What you need to do »
Return each line from the records below that contains the word "sock".

+++ Extracted material +++

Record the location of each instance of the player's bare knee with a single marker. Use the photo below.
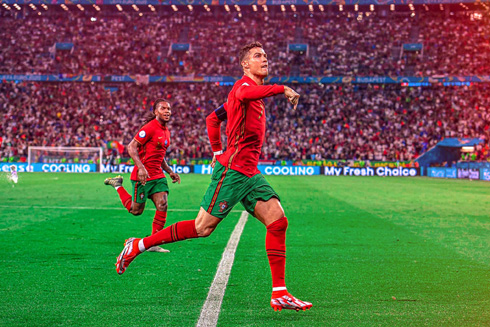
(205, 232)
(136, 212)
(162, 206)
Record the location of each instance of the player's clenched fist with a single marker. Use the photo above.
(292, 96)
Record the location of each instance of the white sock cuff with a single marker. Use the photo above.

+++
+++ Extracted material +++

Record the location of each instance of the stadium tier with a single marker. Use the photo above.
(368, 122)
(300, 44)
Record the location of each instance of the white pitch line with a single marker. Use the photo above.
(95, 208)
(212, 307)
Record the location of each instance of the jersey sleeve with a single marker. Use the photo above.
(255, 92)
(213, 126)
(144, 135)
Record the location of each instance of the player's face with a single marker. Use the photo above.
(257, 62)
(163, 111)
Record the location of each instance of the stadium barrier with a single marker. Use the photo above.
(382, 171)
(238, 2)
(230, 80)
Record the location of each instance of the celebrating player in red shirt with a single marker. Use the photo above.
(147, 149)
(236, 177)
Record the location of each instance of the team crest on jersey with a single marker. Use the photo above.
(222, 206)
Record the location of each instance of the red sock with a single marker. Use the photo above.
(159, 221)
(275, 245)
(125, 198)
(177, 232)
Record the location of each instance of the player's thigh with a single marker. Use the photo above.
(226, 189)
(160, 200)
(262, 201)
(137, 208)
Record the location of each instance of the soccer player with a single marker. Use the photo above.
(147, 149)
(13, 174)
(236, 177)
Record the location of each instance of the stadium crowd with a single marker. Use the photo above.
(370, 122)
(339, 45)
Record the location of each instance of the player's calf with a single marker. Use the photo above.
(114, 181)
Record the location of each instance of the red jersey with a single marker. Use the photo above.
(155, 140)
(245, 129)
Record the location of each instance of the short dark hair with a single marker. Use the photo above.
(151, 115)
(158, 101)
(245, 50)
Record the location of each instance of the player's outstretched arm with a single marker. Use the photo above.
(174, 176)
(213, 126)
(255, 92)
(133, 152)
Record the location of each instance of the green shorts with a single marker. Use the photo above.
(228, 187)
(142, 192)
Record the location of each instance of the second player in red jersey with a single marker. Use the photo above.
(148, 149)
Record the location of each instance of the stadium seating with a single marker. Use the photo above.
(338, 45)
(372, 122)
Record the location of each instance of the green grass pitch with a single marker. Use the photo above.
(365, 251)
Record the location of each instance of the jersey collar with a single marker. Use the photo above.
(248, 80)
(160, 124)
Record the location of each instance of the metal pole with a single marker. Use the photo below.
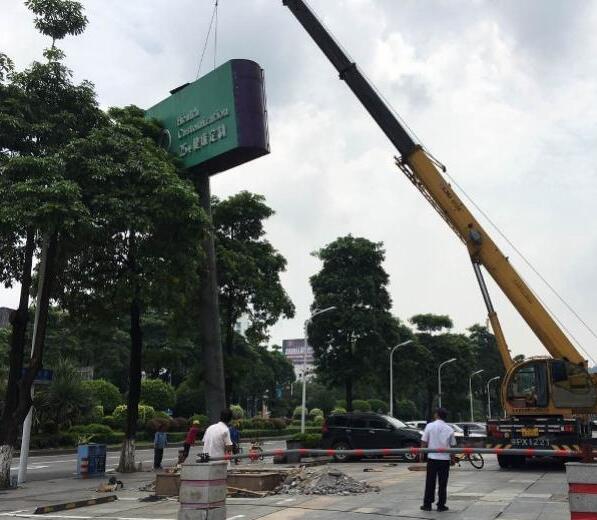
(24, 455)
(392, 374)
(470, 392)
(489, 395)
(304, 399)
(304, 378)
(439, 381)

+++

Expected answer »
Record the location of each instance of the white sock cuff with a single marker. Use the photo above.
Record the location of each instance of the red sock with a single marker. Use the photo above.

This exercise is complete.